▶

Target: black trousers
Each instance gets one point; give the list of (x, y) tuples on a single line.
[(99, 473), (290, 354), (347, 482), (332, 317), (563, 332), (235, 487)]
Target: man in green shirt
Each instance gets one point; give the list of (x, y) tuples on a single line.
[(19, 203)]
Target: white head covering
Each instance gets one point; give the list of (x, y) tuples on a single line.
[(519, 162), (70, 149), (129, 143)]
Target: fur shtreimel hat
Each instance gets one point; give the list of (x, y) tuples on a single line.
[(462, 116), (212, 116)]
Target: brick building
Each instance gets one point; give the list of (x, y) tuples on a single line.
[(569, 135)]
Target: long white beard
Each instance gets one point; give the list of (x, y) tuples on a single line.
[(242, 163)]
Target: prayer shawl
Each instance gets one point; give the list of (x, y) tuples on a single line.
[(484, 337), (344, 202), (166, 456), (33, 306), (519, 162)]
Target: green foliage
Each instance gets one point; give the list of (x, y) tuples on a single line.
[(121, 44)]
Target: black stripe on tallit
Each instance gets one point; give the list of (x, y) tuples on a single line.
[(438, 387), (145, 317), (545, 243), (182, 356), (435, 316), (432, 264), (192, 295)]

◀
▶

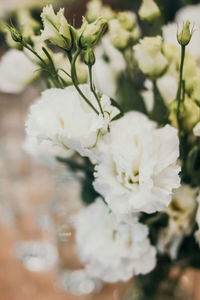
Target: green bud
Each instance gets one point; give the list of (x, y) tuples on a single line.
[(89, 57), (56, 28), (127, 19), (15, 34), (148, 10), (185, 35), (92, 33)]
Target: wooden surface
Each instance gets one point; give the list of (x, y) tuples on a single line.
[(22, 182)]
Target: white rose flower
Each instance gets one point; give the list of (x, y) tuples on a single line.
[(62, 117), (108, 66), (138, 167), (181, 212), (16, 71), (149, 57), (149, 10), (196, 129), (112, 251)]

◀

Could you return, word for word, the stretch of data from the line containing "Target: black trousers" through the line containing "[(121, 44)]"?

■ **Response to this exercise**:
Target: black trousers
Each instance gets one point; give the list of (x, y) tuples on a single line.
[(99, 473), (290, 354), (347, 482), (332, 317), (563, 332), (235, 487)]
Target: man in green shirt
Each instance gets one point; give the list of (x, y) tuples on a single line.
[(19, 203)]
Target: white head covering
Each instance gets one point; give the list of (x, y) tuples on a single line.
[(519, 162), (70, 149), (129, 143)]
Target: fur shtreimel hat
Each instance gets one point; give the list of (x, y) tuples on a single line.
[(462, 116), (212, 116)]
Target: brick building
Each instance gets one point; give the list of (x, y) tuples on a single line.
[(569, 135)]
Target: long white beard
Each instance gets one point; give the list of (x, y) tuples on a single line.
[(242, 163)]
Target: prayer shawl
Each instance gets one point; give the list of (x, y) tuples on a single line.
[(484, 337), (344, 202), (166, 456), (33, 306), (519, 162)]
Target: green foliage
Each instance gets one point; give the list of (x, y) tuples on a single line.
[(121, 44)]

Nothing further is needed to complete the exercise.